— Problem 1 —
List every character the commentary mentions by personal name.

— Quoted text —
⟨

And what about the other Dragons? (i.e., the ones at Dragon's Peak) Do you really think she'd want to go to them? Think about it. Your world's been turned inside out. The ones you thought stood for all that was holy and good in the world turned out to be murderers and liars. So many lies twisted one upon the other that you can't even tell where they end and the truth begins. What's more, you believed them for so long. And ironically, the most you learned about truth came from humans and even a Mazoku! Could you really trust another Dragon, especially as sheltered as you'd been? How do you know they won't lie either? How do you know they won't try to kill Val when your back is turned?

The very end of TRY shows a happy ending for her, but do you really think it was as easy as that? "And they all lived happily ever after..." Let's look at this realistically.

She likely had a hefty traveling budget to begin with, but how much do you think was left by the end? How much money do you think Jillas and Gravos had? Where did they stay? How did they get food? More to the matter, how did they get the money to buy that place and start a business? All that takes money. Those are just the obvious expenses.

⟩

— Data —
⟨

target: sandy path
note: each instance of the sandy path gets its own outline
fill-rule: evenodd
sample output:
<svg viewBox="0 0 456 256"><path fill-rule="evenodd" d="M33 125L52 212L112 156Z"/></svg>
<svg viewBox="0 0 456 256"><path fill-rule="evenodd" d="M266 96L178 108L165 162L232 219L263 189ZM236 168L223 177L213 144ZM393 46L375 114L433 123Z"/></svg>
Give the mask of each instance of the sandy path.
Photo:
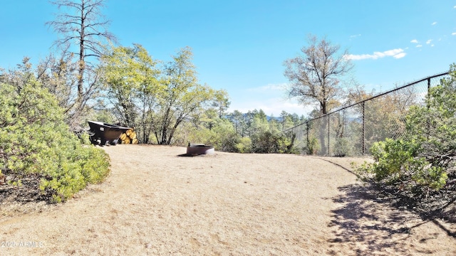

⟩

— Problem 2 —
Rewrite the rows above with "sandy path" changed to "gravel path" throughout and nothing else altered. Leave the picture out.

— Solution 1 —
Val, Jillas, Gravos

— Solution 2 —
target: gravel path
note: each instance of the gravel path gets its own outline
fill-rule: evenodd
sample output:
<svg viewBox="0 0 456 256"><path fill-rule="evenodd" d="M33 125L52 212L112 156Z"/></svg>
<svg viewBox="0 0 456 256"><path fill-rule="evenodd" d="M266 96L178 108L165 162L232 219L263 189ZM236 168L223 177L213 144ZM393 46L375 114L433 123Z"/></svg>
Give the mask of each instance of the gravel path.
Photo:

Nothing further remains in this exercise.